* **Problem details**: Pull out each line of the entries below that contains the string "pillow", and copy those lines unchanged.
──────── Stored rows ────────
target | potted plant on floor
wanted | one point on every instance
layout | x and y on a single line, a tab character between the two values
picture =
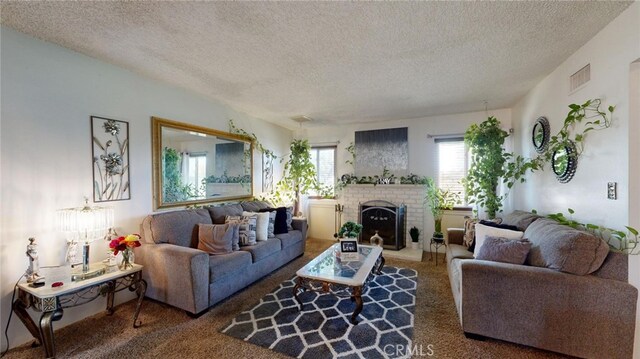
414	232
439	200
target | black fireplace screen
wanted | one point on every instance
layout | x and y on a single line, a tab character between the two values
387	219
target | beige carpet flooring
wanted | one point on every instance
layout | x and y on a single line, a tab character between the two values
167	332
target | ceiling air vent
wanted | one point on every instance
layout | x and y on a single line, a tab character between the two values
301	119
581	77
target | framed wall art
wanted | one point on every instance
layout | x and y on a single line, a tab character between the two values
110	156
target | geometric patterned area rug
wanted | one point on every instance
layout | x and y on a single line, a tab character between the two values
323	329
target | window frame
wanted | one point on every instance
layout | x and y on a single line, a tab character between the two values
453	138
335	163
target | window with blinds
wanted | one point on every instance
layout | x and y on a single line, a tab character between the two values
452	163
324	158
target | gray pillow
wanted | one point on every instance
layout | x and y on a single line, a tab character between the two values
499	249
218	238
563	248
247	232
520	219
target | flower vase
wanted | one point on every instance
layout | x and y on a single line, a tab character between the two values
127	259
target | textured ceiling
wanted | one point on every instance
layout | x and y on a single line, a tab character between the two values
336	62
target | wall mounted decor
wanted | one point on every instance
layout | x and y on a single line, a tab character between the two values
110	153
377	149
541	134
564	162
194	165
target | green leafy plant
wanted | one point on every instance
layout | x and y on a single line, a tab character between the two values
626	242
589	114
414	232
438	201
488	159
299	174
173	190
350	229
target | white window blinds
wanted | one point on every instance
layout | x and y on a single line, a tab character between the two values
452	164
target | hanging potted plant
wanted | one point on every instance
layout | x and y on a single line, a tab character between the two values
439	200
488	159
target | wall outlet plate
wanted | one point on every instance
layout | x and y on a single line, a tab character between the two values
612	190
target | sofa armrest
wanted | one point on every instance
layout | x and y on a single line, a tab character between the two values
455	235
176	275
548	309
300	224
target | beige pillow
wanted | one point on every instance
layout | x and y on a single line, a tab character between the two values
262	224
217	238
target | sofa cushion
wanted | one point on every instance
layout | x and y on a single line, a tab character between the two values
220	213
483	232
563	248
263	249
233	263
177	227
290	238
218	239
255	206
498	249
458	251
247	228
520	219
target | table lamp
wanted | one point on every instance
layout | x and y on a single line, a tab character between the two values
────────
──────── Stored rows ────────
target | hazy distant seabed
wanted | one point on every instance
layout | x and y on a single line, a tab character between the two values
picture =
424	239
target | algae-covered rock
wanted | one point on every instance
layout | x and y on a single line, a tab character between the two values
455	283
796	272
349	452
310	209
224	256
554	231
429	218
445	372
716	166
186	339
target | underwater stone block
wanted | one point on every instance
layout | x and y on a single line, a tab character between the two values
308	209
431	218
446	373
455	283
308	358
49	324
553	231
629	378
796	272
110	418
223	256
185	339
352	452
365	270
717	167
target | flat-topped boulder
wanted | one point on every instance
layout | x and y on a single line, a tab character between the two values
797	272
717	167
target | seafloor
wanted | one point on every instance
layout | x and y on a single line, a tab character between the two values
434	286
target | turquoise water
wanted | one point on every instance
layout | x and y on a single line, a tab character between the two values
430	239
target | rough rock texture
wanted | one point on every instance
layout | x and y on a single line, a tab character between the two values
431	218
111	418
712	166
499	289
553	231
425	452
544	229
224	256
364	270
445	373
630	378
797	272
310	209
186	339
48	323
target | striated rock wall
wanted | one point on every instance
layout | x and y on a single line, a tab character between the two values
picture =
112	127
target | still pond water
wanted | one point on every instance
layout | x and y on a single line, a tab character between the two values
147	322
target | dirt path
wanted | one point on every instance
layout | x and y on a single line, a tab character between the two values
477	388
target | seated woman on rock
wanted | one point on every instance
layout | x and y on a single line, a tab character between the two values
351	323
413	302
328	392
────────
* **Solution below**:
target | gray pillow
target | beige pillow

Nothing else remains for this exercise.